• Source material
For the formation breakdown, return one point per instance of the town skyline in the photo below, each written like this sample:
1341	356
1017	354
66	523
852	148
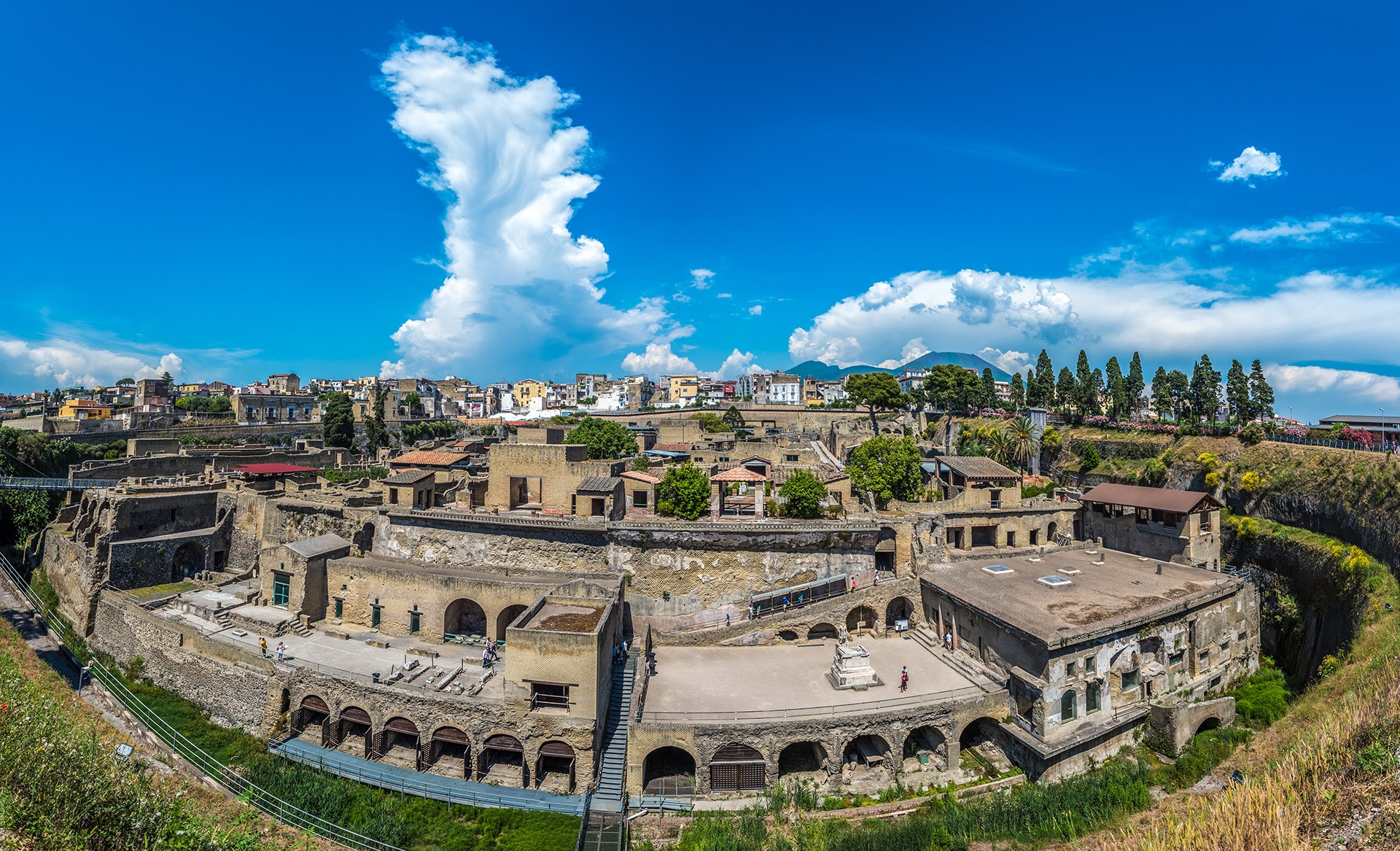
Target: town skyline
602	240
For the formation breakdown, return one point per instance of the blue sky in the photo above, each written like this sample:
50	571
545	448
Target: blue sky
499	190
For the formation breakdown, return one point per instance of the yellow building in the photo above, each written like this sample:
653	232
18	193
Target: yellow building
85	409
528	389
685	388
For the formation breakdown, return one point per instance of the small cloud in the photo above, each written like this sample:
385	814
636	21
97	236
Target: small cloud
1251	164
700	279
1328	230
1008	362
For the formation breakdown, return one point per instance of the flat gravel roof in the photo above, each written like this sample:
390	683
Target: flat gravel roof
1098	597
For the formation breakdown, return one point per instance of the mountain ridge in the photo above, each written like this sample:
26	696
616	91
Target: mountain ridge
823	371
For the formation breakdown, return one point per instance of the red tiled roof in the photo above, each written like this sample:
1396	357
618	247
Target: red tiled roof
738	475
429	459
273	469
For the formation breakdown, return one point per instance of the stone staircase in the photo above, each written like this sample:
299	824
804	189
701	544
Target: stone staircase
963	664
610	798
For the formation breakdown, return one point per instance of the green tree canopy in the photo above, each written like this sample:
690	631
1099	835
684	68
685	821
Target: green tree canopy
803	494
376	433
1260	394
887	468
1065	388
1206	389
1161	392
874	391
1118	395
209	405
712	421
987	398
1237	392
1133	385
683	491
1042	392
338	423
602	437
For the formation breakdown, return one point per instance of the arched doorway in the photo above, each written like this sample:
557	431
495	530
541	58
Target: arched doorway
450	753
506	619
896	610
190	560
353	732
464	618
736	769
804	759
311	715
668	772
365	538
503	762
926	749
860	619
398	744
981	749
555	767
864	756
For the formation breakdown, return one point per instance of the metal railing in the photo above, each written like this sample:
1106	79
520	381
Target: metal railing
26	483
213	770
440	790
1330	444
805	712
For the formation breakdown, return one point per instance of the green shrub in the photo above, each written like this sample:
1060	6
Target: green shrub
1088	458
1263	699
1202	755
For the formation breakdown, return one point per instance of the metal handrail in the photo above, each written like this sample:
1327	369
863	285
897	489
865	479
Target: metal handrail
216	772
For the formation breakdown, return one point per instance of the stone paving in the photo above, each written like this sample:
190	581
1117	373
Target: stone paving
788	677
353	656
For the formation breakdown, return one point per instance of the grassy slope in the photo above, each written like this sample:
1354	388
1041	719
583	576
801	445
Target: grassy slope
38	798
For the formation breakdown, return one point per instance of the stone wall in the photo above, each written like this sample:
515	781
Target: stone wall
230	683
946	720
1172	726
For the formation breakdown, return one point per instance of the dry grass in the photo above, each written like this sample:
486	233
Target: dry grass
1302	772
236	823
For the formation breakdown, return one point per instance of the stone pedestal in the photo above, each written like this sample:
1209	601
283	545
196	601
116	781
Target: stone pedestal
852	668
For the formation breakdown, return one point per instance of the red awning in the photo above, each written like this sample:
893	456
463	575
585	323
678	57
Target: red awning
273	469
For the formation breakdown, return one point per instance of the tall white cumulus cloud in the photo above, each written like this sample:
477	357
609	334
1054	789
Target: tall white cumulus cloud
521	289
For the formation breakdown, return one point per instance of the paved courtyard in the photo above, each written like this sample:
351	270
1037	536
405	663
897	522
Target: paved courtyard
353	656
790	677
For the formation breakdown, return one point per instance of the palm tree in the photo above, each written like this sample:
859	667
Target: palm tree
1021	434
998	446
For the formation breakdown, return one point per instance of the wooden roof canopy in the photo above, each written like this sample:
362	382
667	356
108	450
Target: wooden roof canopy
1158	499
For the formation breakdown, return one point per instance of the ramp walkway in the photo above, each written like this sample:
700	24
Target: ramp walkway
421	782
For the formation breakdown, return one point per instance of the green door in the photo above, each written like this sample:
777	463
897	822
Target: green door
280	590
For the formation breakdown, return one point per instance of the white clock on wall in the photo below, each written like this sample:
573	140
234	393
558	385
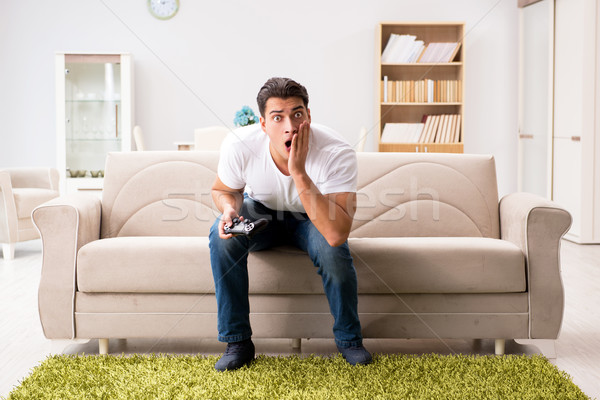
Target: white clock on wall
163	9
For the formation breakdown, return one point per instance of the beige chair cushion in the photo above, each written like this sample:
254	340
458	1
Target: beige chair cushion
26	199
384	265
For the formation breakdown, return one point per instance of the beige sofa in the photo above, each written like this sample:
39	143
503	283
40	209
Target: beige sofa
21	190
437	256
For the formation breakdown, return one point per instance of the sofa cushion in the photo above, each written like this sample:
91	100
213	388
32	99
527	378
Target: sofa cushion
438	265
26	199
384	265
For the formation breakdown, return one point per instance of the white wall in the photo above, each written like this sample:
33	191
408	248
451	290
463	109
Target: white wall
198	68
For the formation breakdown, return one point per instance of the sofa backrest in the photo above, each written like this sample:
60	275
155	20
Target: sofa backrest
399	194
159	193
426	194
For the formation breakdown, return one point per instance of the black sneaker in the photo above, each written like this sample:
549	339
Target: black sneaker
236	356
356	355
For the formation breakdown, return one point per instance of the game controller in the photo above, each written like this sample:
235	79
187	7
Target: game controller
245	227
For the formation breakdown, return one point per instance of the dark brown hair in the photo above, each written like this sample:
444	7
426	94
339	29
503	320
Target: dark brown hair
282	88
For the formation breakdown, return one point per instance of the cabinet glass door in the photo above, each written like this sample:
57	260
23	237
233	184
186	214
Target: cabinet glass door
92	111
535	111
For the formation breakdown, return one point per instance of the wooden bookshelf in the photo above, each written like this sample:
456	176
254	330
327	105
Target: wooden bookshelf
405	104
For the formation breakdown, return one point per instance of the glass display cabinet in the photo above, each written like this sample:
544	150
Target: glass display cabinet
94	103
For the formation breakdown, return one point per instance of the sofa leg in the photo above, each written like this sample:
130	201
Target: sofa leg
103	346
296	343
546	346
8	249
500	344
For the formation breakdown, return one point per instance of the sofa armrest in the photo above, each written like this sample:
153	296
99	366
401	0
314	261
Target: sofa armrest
8	210
65	225
537	226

• Work instruction
Scan the entries above and copy each line where "below" occurs.

• Final answer
For the formation breakdown, return one point per instance of the town skyline in the photo below, each written like this sample:
For the formation breakdown, return one point per instance of the white clock on wall in the photo below, each written like this sample:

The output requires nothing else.